• **WORK TO BE COMPLETED**: Edit the data from the line containing "Task — mark the door lock" through the end of the data, replacing "arched window" with "curved window" and leaving everything else unchanged.

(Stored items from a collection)
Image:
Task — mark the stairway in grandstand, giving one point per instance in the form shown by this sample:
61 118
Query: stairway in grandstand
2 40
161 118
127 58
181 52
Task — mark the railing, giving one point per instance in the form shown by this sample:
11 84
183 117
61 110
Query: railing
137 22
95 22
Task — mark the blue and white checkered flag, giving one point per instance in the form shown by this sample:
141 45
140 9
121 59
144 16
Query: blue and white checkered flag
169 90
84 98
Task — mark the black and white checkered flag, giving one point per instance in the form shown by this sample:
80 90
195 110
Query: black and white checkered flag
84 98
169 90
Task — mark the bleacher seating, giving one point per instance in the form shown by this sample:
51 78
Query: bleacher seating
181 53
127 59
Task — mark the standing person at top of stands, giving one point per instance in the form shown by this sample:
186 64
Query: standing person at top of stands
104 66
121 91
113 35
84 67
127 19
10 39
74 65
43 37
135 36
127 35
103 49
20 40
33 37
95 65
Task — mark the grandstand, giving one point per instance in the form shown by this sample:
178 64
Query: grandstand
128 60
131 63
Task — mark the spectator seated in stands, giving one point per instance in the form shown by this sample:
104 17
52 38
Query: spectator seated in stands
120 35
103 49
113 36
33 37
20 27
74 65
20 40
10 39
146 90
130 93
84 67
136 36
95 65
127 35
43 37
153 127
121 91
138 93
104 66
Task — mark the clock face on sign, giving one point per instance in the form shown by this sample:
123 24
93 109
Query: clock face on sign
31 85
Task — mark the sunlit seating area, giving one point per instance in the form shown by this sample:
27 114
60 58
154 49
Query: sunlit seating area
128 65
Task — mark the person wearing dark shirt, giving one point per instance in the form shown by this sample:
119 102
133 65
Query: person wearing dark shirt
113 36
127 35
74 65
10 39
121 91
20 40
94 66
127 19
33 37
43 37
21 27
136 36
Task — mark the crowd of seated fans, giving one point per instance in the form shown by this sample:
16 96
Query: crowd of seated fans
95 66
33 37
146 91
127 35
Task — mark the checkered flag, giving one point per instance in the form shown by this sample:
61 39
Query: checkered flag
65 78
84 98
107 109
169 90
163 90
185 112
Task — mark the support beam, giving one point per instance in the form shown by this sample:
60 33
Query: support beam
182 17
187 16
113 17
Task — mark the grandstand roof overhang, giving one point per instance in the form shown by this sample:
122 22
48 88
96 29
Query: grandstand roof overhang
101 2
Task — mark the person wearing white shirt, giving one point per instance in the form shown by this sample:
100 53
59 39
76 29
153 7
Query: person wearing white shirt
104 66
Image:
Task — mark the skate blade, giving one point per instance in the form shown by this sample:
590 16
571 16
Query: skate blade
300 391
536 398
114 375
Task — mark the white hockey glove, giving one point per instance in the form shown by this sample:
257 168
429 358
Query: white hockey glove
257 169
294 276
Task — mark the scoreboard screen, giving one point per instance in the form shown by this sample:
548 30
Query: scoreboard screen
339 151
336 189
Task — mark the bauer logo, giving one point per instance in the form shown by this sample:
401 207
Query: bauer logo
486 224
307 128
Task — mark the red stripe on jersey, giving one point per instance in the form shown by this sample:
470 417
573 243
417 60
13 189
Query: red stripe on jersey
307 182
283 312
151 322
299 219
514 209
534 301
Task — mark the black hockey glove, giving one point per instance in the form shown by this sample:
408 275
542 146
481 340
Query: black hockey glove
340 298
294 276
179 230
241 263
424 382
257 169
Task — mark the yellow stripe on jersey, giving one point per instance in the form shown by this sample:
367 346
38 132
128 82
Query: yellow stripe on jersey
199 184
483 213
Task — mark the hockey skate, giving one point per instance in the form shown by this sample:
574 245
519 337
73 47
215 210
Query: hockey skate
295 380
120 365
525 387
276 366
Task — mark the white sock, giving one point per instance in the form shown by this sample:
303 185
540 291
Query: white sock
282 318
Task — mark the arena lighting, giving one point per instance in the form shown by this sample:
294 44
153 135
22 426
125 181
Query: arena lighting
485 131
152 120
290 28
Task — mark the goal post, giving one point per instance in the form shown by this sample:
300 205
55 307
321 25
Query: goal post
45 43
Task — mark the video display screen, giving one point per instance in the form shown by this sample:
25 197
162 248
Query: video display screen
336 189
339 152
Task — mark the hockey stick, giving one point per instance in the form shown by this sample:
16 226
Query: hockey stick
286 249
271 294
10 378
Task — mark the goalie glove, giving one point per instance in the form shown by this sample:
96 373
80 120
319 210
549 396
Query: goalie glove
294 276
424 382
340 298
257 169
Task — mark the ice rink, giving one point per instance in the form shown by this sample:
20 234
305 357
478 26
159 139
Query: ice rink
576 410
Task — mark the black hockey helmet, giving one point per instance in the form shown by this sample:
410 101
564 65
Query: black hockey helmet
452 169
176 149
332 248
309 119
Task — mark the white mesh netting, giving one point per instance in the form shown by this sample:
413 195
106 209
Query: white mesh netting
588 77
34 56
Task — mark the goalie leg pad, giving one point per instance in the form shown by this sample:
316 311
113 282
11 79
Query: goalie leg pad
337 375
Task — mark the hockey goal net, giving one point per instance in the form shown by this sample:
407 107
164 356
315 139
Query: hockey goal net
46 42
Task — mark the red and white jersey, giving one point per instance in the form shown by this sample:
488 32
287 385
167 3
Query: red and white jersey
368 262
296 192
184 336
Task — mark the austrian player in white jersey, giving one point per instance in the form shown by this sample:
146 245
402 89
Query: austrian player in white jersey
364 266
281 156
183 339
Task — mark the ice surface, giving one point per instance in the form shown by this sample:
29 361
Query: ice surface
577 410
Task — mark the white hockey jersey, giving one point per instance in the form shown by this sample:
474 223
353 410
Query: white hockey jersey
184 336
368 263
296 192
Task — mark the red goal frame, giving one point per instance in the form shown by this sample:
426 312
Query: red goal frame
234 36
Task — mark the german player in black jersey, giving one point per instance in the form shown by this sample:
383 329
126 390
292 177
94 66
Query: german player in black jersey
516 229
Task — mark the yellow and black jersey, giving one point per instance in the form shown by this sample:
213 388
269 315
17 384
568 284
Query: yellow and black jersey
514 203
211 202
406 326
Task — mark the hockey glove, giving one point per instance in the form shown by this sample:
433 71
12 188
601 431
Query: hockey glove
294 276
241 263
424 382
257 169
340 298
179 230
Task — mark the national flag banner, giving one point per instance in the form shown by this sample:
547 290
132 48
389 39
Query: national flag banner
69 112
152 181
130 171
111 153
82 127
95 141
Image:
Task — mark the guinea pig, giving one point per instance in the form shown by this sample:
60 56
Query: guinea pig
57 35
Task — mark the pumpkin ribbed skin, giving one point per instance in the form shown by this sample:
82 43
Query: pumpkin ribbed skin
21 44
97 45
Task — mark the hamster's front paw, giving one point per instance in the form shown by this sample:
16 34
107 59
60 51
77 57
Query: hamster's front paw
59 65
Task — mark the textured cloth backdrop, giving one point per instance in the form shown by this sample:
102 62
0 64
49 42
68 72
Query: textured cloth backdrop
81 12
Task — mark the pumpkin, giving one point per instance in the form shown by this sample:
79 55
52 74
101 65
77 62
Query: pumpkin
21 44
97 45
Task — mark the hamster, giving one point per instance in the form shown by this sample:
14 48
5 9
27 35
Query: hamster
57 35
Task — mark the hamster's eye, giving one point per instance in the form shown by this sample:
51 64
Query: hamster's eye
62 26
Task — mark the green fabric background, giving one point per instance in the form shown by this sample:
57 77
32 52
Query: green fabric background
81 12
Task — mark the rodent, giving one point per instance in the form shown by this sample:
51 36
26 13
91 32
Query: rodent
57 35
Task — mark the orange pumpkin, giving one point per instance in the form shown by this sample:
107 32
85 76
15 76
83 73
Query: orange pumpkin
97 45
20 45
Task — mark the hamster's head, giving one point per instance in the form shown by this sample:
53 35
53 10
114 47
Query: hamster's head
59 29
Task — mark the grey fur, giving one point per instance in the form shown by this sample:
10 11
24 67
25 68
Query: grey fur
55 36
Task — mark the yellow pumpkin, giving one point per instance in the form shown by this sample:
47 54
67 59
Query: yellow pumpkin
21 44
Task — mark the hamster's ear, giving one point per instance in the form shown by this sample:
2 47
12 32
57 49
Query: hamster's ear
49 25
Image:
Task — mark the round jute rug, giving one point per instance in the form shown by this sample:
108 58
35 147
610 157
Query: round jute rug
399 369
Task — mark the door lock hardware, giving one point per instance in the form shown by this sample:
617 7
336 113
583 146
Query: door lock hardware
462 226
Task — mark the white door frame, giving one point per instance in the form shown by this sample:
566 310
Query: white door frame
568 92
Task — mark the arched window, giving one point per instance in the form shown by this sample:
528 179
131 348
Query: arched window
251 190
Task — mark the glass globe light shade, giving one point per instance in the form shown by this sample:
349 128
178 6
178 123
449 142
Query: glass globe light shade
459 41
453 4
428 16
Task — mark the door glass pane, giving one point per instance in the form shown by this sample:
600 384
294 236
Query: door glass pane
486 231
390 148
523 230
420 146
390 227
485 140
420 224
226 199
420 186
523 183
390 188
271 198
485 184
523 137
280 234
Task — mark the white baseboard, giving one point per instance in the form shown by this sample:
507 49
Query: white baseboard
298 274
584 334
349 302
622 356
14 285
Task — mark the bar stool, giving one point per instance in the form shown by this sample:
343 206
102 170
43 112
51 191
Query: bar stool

• **THE OUTPUT**:
Task — mark the door lock hardware, giving one point per instance in the form shown by this sample:
617 7
336 113
583 146
Query: door lock hardware
462 226
Task — mark the white door frame, giving one point per instance in the form shown by this sample:
566 310
Query: white door frame
568 92
Task — mark the curved window, giving one point per instance in the form shown by this sample:
528 179
131 348
Query: curved window
251 190
Task — mark the glass globe light shade, giving one point per instance in the form shown by this sample:
349 128
178 6
178 123
449 142
Query: glass globe light shade
459 41
453 4
428 16
Task — mark the door glass pane, giving one point per instance in the form shown by this sample:
600 384
294 236
Query: door glass pane
486 231
390 148
523 230
420 146
390 227
485 140
420 224
226 199
420 186
523 183
390 188
271 198
485 184
523 137
280 234
Task — mark the white baseboard, giving one point per instance in the form shown by this sample:
507 49
Query: white baseboard
298 274
584 334
349 302
622 356
14 285
Task — mark the bar stool, giving one point per instance in the form shown by this sample:
343 206
102 170
43 112
51 191
Query: bar stool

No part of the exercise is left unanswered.